# RECORDS PROVIDED start

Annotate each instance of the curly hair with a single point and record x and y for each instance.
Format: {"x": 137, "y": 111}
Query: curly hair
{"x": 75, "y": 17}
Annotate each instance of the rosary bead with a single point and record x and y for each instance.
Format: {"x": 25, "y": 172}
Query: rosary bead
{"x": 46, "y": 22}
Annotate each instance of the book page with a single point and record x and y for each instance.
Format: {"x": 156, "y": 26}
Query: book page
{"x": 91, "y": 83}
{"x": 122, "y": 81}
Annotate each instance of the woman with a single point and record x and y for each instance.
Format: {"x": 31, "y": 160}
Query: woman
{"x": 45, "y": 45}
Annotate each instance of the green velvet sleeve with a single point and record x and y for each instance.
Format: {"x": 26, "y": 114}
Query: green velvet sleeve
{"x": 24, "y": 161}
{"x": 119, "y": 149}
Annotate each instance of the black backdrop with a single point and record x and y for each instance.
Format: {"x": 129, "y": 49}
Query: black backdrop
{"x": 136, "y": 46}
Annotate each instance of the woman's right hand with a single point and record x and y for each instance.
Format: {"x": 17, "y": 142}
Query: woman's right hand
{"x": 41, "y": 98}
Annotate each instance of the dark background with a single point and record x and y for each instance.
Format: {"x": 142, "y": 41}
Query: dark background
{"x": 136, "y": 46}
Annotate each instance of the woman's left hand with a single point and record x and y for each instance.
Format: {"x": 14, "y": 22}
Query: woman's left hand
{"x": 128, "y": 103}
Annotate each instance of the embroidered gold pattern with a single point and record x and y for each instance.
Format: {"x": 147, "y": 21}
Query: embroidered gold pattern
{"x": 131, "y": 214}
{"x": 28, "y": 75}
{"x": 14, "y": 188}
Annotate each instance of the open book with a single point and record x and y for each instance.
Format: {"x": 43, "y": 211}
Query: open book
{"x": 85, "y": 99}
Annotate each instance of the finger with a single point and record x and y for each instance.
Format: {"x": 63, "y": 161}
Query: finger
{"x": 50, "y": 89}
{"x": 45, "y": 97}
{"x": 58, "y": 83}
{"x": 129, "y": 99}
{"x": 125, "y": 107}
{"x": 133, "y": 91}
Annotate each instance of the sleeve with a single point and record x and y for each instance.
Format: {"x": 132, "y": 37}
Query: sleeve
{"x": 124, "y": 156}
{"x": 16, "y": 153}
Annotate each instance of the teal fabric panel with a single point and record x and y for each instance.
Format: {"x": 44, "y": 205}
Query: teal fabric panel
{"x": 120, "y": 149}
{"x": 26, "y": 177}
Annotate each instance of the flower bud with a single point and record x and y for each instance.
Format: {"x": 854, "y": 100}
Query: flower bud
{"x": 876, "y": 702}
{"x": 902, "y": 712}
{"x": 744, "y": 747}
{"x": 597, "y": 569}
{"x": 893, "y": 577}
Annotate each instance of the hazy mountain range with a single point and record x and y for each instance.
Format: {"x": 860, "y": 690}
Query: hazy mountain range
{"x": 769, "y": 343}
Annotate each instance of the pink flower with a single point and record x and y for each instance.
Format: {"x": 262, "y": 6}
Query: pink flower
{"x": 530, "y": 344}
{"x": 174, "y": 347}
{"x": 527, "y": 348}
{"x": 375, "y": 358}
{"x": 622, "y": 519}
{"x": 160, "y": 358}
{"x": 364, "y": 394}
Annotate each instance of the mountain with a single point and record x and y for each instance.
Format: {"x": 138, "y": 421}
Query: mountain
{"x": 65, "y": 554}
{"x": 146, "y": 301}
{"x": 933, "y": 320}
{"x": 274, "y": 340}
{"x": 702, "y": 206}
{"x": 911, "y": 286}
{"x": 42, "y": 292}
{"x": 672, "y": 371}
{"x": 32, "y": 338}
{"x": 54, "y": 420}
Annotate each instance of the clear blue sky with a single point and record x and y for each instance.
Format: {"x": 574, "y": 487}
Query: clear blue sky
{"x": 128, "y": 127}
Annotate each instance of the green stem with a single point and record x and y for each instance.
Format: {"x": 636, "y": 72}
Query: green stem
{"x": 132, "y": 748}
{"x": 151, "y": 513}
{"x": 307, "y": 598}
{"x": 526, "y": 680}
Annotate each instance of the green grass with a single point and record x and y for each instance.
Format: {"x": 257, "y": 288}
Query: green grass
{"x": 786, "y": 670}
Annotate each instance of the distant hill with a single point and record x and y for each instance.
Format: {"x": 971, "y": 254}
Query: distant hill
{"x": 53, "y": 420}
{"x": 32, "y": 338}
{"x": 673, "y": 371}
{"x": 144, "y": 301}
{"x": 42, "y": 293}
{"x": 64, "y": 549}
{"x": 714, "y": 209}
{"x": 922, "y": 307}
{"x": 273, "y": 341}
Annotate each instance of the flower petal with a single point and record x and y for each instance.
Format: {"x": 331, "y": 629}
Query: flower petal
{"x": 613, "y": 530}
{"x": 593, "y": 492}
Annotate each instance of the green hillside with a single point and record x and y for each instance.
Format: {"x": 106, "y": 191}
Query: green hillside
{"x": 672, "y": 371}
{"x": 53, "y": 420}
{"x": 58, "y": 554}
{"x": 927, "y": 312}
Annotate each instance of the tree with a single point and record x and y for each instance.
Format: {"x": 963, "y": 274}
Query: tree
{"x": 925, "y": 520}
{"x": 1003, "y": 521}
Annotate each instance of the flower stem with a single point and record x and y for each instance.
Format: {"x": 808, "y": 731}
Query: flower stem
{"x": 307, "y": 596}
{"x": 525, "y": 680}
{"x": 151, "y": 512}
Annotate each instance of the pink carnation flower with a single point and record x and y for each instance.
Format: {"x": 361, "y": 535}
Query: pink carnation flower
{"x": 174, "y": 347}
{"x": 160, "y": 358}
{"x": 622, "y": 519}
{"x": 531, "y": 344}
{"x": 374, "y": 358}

# RECORDS PROVIDED end

▸ WRITTEN REQUEST
Print only the lines from the one with "Annotate each instance of the green hillside" to the end of the records, both included.

▸ FULL RESPONSE
Annotate each instance of the green hillside with a single point and record x and y for each instance.
Format: {"x": 106, "y": 191}
Query: green hillside
{"x": 672, "y": 371}
{"x": 53, "y": 420}
{"x": 58, "y": 554}
{"x": 927, "y": 312}
Annotate each instance of the tree with a single point and record x and y for each instance.
Format: {"x": 963, "y": 274}
Query: tree
{"x": 925, "y": 520}
{"x": 1003, "y": 521}
Annotate each instance of the flower stem with a single point and record x and y for each instance.
Format: {"x": 808, "y": 731}
Query: flower stem
{"x": 307, "y": 596}
{"x": 525, "y": 680}
{"x": 151, "y": 512}
Annotate each instance of the pink carnation flower with a single point and record x and y for each instance.
Format: {"x": 361, "y": 535}
Query: pink carnation flower
{"x": 174, "y": 347}
{"x": 160, "y": 358}
{"x": 622, "y": 519}
{"x": 531, "y": 344}
{"x": 374, "y": 358}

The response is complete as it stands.